**Exercise prompt:** Put the material starting at the line that contains "Note: we are tagging the stainless" and ending at the line that contains "[(925, 491)]" into a Markdown table with the columns Row and Line. Number each row, and leave out blank lines.
* START Entries *
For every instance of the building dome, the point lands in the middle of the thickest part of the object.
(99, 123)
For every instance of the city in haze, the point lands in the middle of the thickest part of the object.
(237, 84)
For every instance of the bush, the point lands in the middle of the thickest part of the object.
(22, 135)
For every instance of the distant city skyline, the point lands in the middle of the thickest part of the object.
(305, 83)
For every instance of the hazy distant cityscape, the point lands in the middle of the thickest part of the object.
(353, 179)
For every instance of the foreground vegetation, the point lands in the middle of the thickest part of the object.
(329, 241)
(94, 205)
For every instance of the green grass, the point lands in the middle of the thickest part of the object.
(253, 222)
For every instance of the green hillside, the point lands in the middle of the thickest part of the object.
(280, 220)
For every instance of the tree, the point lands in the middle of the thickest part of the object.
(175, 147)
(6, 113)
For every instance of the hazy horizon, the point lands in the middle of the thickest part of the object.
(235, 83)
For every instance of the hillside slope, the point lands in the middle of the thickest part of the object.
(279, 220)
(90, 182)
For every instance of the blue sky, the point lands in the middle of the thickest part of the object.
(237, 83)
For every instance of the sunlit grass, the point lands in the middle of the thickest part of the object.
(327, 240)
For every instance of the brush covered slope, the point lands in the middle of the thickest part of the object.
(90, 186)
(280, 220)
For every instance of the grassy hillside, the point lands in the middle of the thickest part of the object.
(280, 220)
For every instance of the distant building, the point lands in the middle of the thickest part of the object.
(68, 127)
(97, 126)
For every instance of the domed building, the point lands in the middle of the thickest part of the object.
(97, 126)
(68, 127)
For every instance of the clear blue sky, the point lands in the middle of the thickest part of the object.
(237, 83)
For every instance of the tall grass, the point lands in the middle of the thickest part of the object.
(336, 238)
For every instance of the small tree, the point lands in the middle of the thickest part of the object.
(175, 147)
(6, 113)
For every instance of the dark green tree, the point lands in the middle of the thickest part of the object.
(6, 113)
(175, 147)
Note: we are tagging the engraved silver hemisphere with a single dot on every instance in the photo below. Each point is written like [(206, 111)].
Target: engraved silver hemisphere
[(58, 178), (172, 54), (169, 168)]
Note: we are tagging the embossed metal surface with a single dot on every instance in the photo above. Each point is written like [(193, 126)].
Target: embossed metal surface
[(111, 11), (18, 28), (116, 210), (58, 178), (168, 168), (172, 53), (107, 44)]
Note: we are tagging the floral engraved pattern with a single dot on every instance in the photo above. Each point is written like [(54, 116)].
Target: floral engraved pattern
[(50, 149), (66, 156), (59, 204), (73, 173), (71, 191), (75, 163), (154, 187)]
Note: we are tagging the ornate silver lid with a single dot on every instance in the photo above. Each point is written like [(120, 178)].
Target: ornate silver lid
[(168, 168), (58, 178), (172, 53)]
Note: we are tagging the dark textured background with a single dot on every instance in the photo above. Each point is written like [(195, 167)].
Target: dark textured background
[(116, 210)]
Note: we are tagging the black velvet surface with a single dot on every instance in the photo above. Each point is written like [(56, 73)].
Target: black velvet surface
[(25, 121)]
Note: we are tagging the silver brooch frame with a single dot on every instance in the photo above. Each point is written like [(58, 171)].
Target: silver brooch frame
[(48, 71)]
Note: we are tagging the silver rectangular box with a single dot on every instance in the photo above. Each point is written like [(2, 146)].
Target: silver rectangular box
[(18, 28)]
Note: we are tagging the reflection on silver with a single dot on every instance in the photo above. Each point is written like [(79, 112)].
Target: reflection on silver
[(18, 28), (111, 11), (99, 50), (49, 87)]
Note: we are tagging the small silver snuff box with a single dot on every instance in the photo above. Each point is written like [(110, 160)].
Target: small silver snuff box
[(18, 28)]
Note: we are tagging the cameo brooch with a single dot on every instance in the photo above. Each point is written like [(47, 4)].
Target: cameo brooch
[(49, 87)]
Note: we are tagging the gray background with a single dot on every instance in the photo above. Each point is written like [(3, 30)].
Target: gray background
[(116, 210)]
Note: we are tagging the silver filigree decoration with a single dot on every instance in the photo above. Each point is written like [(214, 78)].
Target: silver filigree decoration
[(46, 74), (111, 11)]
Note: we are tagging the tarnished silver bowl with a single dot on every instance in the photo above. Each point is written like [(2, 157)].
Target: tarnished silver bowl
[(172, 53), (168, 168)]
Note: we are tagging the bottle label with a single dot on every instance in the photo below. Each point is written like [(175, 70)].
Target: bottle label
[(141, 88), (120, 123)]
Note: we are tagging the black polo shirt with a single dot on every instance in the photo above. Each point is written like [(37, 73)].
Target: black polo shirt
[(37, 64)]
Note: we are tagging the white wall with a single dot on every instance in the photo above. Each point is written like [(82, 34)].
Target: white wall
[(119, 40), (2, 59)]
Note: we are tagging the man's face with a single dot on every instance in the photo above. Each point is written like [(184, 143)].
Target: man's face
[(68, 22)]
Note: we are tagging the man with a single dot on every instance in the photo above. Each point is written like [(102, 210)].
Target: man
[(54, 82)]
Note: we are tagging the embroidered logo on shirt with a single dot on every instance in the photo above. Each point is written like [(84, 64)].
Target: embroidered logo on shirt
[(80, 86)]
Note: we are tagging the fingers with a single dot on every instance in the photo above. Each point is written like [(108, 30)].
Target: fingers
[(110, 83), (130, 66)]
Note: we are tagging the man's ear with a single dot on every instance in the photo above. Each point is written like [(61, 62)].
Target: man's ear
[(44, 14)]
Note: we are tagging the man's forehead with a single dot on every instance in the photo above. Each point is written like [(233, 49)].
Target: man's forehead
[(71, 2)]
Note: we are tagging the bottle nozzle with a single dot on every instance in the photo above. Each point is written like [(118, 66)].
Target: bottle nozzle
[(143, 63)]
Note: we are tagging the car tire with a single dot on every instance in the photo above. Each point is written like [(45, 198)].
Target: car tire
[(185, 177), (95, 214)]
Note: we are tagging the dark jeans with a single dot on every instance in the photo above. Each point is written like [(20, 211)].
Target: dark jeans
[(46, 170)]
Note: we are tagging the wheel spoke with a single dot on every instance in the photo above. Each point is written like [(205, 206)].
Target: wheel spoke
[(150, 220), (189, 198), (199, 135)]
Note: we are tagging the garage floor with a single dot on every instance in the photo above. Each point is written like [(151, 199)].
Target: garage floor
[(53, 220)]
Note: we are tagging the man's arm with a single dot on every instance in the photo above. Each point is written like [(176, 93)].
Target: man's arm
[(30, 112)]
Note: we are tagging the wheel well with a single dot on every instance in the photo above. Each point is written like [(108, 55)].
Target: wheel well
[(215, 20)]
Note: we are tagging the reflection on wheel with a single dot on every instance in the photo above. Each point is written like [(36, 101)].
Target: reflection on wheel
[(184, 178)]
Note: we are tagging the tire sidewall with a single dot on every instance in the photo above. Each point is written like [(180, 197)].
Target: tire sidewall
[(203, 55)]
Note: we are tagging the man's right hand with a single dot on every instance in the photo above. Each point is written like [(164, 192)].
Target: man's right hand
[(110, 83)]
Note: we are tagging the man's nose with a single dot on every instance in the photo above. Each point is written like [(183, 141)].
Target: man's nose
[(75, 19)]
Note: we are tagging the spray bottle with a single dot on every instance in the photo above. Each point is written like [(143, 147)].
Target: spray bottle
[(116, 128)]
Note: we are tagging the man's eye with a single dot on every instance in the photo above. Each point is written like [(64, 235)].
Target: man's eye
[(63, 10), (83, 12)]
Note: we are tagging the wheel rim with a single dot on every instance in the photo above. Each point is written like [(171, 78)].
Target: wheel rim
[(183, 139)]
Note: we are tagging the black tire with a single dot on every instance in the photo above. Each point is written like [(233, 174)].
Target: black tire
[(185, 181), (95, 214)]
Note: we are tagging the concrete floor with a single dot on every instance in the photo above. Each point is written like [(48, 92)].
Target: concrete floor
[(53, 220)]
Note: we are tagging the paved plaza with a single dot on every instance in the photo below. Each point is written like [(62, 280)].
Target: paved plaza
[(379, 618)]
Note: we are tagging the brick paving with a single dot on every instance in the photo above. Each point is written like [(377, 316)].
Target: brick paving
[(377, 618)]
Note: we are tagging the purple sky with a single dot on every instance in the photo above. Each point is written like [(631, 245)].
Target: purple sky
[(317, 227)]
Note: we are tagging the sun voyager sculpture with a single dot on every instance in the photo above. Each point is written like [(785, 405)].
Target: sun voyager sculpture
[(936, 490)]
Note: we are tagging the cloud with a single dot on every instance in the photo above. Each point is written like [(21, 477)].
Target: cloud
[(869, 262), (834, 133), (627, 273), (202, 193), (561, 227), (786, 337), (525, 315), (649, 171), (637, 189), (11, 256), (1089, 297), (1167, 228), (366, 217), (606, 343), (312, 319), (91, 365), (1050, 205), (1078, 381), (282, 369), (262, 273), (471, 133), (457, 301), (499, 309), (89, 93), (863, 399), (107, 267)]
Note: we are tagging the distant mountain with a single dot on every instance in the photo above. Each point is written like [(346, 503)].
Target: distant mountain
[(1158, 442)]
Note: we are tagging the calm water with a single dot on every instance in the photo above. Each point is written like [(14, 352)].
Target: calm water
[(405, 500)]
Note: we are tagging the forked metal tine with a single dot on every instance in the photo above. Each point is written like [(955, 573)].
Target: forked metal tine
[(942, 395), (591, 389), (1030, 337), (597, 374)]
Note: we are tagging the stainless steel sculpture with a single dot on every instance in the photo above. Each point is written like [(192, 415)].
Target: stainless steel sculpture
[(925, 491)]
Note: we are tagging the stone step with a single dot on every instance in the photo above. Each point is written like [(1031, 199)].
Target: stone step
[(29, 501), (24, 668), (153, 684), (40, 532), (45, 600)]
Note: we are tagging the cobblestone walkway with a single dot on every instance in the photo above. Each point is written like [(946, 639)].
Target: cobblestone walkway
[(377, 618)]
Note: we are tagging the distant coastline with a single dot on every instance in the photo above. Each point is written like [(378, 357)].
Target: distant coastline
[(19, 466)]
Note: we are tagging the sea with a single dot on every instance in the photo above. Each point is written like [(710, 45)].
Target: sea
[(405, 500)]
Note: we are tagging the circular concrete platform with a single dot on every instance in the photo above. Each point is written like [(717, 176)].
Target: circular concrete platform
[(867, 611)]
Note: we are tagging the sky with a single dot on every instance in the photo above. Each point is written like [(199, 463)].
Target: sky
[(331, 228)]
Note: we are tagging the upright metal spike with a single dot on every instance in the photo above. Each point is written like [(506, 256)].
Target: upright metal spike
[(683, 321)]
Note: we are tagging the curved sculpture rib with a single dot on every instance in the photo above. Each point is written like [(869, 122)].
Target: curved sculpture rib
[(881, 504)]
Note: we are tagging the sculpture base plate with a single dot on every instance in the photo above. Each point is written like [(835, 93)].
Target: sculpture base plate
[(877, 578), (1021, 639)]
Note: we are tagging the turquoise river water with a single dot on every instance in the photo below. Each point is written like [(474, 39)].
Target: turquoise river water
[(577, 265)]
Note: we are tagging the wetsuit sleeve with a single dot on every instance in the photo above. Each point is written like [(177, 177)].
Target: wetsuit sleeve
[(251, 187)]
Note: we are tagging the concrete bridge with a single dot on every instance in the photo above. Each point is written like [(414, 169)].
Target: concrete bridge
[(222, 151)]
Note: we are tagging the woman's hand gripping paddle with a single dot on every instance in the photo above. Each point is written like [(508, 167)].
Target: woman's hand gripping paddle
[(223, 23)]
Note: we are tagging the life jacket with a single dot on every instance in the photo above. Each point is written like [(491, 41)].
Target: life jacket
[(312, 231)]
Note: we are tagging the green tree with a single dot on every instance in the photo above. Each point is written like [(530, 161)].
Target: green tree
* END Entries *
**The response:**
| Row | Line |
|---|---|
| 1 | Note: we are tagging the stainless steel sculpture with a single dot on every instance in the photo above. Each point is written like [(192, 415)]. |
| 2 | Target: stainless steel sculpture |
| 3 | [(925, 491)] |